▸ Material for the task
+---+

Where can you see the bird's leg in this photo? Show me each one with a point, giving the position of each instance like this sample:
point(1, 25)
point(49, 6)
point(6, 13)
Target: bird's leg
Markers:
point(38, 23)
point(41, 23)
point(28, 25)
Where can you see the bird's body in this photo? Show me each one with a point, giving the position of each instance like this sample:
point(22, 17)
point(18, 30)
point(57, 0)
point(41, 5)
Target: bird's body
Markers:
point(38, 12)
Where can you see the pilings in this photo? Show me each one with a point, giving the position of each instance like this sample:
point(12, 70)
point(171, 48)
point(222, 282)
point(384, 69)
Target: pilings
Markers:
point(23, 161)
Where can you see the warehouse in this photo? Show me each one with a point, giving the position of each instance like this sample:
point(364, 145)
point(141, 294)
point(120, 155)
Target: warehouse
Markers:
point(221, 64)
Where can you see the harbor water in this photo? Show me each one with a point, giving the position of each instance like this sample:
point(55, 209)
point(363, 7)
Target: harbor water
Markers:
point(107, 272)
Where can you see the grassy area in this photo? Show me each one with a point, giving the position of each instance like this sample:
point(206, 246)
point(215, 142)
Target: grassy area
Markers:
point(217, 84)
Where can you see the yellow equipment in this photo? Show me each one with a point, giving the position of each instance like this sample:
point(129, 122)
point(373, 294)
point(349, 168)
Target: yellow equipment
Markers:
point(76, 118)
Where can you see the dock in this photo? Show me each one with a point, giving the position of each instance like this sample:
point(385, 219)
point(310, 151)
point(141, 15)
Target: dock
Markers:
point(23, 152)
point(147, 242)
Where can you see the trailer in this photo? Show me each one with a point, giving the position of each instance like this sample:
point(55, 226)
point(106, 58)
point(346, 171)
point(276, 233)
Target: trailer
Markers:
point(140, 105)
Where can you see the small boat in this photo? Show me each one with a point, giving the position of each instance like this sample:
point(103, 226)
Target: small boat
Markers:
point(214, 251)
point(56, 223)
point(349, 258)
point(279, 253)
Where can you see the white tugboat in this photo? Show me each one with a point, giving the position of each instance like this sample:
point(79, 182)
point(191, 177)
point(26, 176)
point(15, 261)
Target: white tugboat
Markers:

+---+

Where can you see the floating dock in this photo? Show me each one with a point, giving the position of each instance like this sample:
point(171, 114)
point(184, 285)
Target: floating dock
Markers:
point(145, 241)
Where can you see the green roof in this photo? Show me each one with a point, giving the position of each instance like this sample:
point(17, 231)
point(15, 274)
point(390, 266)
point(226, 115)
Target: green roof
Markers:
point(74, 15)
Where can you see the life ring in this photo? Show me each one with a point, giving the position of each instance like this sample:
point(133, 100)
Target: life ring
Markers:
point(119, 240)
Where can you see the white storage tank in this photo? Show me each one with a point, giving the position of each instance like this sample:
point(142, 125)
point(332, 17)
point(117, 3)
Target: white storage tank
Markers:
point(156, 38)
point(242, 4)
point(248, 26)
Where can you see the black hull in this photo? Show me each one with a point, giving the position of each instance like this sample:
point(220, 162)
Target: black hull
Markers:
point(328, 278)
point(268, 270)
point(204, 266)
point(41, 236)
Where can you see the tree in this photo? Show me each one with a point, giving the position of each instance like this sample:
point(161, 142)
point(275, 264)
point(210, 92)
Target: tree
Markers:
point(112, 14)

+---+

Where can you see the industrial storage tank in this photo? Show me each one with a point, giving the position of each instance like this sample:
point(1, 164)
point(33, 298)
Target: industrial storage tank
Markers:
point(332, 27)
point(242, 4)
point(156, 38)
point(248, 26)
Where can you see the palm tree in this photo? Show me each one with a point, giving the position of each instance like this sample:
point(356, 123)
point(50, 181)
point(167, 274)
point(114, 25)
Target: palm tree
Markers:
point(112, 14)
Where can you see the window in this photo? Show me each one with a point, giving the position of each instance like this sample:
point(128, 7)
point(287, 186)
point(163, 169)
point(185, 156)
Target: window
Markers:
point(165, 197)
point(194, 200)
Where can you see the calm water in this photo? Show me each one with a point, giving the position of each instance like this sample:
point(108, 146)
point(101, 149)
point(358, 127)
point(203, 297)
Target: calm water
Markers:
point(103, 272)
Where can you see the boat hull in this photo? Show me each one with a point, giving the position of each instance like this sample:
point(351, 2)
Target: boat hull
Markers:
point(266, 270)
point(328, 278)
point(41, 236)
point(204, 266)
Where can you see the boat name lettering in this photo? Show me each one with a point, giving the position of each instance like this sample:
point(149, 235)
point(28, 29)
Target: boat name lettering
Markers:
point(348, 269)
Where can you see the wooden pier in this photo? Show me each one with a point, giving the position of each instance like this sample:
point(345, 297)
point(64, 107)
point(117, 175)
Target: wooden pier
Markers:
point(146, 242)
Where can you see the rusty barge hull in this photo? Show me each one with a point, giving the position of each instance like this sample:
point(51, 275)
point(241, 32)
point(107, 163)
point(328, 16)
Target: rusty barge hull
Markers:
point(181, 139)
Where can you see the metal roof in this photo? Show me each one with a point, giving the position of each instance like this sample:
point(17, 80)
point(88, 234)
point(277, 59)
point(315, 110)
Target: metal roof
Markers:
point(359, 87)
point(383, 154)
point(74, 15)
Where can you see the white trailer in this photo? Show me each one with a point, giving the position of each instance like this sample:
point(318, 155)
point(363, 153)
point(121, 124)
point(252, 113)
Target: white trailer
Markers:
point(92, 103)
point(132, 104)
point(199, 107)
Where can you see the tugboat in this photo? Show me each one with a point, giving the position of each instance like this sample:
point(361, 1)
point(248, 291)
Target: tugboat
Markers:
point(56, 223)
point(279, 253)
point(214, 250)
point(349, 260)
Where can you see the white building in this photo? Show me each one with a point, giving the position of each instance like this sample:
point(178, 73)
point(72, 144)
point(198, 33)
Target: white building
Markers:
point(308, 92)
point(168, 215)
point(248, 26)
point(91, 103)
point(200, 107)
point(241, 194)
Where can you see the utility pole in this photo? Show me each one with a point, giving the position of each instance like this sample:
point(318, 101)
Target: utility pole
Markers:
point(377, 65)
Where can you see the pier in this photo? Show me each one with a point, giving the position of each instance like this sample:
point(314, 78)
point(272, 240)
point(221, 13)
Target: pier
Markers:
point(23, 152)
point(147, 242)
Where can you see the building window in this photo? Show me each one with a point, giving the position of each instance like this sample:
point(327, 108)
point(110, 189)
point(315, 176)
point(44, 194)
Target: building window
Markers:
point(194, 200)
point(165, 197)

+---+

▸ Exercise aim
Look above for the line with "Target: warehouse"; retype exactly that line, every line after it up to the line with "point(346, 171)", and that line too, nothing else.

▸ Solution
Target: warehouse
Markers:
point(221, 64)
Where can you see the harbor water in this photo? Show me each one with a point, giving the position of each instance like this sample:
point(55, 209)
point(363, 7)
Target: harbor water
Markers:
point(107, 272)
Where can you see the grassy area in this photo? Show me each one with a point, giving the position of each instance like this sample:
point(206, 246)
point(215, 142)
Target: grassy area
Markers:
point(217, 84)
Where can you see the yellow equipment in this photo? Show me each one with a point, giving the position of each instance like this sample:
point(129, 122)
point(373, 294)
point(349, 168)
Target: yellow equipment
Markers:
point(76, 118)
Where can you see the dock in this photo? Show me each one with a point, giving the position of each instance like this sample:
point(385, 219)
point(310, 151)
point(141, 15)
Target: dock
Markers:
point(23, 152)
point(147, 242)
Where can you see the trailer in this photo? Show me each one with a point, giving the position of each instance like this sample:
point(55, 226)
point(106, 58)
point(346, 171)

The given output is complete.